### ACTIVITY 1
Copy out the entire forum post about the Candle Science order below word for word.

+++

# Candle Science Sale - order arrived :)



## prairie nights (Jan 16, 2009)

My order arrived in the middle of State Fair so I have not yet had time to look, review the scents as they appeal to me OTB but I hope to shortly. Several surprised me, totally different than what I expected , some were disappointments and some hits. Soaped a few scents, I will update on the review board on the progress. 

So far Plumberry is my favorite along with all the Fig fragrances. 

Chardonnay smells like booz (specifically brandy) with a little floral note. Maybe for lotion but not sure about soaping with it. 

Driftwood is a nice masculine smell, definitely worth trying, but I am getting hubby a bottle of the real stuff for Christmas, this is very appealing 

Dragon's Blood surprised me - is it supposed to be really musky ? Smells like cheap insense OTB

Day at the Spa - I like this -smells like a dessert - lemon souffle with a little sweet note

Buttercream - more like cheesecake frosting, will see how it soaps

Vanilla Lace - very mild but pleasant vanilla with floral tones

Very Vanilla - now that smells more like Buttercream to me, definitely food scent, strong OTB

Rose - not like fresh roses OTB, maybe once in soap, right now it smells cheap to me but I am not a rose scented anything fan, this is for a customer

Clean Cotton - like fresh laundry out of the dryer after using chemical detergent, I like it. There is probably a brand name detergent that smells just like this as it is familiar. I'll sniff them all when I go to Walmart  I wanted to try all the "clean" scents to compare

Cottom Blossom - this is very nice - like spring blossoms on a fruit tree, most subtle than the Clean Cotton

---------------------------------------------------

my nose in the can of ground coffee, taking a break from all the scents ......... ok, here we go

---------------------------------------------------

Amaretto Nog - definitely not Amaretto or Egg Nogg .... smells like Cool Aid

Brandied Pear - Strong spiced apple notes with a hint of pine, pear and big splash of alcohol (overpowering OTB, it may blend better in soap)

+++

### ACTIVITY 2
Lay out the listing below as a numbered list, covering only the lines from its first line through the line holding "negative clicks: (740, 254)", inclusive, and omitting blank lines.

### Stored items

+++

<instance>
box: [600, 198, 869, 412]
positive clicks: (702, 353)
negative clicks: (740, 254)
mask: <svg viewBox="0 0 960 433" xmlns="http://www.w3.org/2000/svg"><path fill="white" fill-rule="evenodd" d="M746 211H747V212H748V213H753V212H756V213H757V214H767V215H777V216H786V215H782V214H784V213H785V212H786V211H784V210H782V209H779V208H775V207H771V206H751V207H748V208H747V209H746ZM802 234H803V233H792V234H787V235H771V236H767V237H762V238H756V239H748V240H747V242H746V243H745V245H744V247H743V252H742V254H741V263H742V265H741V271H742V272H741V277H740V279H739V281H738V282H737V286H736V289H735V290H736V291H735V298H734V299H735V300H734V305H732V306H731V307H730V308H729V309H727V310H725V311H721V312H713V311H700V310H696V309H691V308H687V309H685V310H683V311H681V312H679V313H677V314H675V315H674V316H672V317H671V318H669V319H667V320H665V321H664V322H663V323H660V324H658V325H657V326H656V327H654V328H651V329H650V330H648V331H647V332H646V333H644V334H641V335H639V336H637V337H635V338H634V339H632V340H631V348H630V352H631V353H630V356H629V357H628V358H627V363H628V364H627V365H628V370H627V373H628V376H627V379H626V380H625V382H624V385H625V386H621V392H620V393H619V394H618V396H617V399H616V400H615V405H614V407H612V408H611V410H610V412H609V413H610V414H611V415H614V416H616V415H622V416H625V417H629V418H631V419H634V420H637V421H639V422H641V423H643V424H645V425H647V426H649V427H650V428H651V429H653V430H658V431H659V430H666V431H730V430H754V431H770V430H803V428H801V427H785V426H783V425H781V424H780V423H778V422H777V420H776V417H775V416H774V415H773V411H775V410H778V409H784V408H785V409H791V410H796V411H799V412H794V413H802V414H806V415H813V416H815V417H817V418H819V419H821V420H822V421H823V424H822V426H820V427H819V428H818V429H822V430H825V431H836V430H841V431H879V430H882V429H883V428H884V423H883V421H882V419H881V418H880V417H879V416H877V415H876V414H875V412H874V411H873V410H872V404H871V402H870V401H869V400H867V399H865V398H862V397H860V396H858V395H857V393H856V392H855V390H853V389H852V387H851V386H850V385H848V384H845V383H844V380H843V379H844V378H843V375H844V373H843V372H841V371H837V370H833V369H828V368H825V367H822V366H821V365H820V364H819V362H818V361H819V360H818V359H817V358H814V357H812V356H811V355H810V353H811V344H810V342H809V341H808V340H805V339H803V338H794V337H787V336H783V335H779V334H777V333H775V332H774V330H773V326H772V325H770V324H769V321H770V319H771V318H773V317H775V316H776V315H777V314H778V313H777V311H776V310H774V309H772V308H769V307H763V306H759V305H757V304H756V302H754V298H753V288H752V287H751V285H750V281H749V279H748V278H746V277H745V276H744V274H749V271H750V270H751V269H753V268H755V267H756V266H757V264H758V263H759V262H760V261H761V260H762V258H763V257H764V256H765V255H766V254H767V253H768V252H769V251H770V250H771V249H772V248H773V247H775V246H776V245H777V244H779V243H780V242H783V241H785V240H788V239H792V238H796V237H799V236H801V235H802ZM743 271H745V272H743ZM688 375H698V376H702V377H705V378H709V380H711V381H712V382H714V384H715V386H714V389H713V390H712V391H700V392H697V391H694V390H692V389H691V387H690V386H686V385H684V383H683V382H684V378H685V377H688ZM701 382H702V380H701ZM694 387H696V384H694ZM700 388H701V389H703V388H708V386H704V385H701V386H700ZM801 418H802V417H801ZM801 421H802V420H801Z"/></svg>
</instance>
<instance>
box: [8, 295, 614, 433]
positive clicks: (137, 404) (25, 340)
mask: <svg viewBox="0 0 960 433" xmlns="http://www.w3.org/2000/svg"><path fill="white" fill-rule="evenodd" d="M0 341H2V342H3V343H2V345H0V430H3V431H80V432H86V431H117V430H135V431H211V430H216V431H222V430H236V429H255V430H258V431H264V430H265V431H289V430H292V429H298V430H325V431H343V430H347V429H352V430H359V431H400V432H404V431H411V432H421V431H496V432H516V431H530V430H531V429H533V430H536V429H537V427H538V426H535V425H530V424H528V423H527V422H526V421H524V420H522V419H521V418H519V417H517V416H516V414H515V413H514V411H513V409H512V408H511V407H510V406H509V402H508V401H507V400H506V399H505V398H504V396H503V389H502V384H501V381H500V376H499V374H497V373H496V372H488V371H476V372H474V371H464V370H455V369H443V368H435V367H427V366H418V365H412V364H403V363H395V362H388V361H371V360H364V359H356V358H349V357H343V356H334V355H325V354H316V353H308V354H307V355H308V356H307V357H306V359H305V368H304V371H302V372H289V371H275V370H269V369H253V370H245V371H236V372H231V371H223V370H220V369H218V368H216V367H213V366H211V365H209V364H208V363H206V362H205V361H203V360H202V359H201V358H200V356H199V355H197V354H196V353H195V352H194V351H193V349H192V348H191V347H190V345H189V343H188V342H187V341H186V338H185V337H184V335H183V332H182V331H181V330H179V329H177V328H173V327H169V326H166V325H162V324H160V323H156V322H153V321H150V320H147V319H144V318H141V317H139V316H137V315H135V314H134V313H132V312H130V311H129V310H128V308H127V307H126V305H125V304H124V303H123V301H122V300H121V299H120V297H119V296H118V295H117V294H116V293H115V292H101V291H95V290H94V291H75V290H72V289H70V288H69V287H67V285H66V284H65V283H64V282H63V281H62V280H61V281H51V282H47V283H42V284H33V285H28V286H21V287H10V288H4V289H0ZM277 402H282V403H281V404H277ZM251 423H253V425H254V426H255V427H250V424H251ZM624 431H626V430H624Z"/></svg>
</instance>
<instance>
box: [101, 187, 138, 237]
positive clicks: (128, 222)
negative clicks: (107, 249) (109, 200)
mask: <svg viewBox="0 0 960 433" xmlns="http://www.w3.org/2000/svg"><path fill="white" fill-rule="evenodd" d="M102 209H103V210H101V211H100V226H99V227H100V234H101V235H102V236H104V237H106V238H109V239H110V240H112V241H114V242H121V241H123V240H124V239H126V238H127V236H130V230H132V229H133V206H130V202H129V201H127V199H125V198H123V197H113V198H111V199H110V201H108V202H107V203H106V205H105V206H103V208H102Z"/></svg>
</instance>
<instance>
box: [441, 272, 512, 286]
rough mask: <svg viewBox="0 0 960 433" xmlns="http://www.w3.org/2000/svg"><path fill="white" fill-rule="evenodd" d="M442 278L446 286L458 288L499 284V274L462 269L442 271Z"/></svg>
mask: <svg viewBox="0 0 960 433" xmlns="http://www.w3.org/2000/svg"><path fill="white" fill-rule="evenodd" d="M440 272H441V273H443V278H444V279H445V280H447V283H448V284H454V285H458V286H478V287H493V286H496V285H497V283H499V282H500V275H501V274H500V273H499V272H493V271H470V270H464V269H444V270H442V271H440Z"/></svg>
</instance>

+++

### EXPECTED ANSWER 1
# Candle Science Sale - order arrived :)



## prairie nights (Jan 16, 2009)

My order arrived in the middle of State Fair so I have not yet had time to look, review the scents as they appeal to me OTB but I hope to shortly. Several surprised me, totally different than what I expected , some were disappointments and some hits. Soaped a few scents, I will update on the review board on the progress. 

So far Plumberry is my favorite along with all the Fig fragrances. 

Chardonnay smells like booz (specifically brandy) with a little floral note. Maybe for lotion but not sure about soaping with it. 

Driftwood is a nice masculine smell, definitely worth trying, but I am getting hubby a bottle of the real stuff for Christmas, this is very appealing 

Dragon's Blood surprised me - is it supposed to be really musky ? Smells like cheap insense OTB

Day at the Spa - I like this -smells like a dessert - lemon souffle with a little sweet note

Buttercream - more like cheesecake frosting, will see how it soaps

Vanilla Lace - very mild but pleasant vanilla with floral tones

Very Vanilla - now that smells more like Buttercream to me, definitely food scent, strong OTB

Rose - not like fresh roses OTB, maybe once in soap, right now it smells cheap to me but I am not a rose scented anything fan, this is for a customer

Clean Cotton - like fresh laundry out of the dryer after using chemical detergent, I like it. There is probably a brand name detergent that smells just like this as it is familiar. I'll sniff them all when I go to Walmart  I wanted to try all the "clean" scents to compare

Cottom Blossom - this is very nice - like spring blossoms on a fruit tree, most subtle than the Clean Cotton

---------------------------------------------------

my nose in the can of ground coffee, taking a break from all the scents ......... ok, here we go

---------------------------------------------------

Amaretto Nog - definitely not Amaretto or Egg Nogg .... smells like Cool Aid

Brandied Pear - Strong spiced apple notes with a hint of pine, pear and big splash of alcohol (overpowering OTB, it may blend better in soap)

### EXPECTED ANSWER 2
1. <instance>
2. box: [600, 198, 869, 412]
3. positive clicks: (702, 353)
4. negative clicks: (740, 254)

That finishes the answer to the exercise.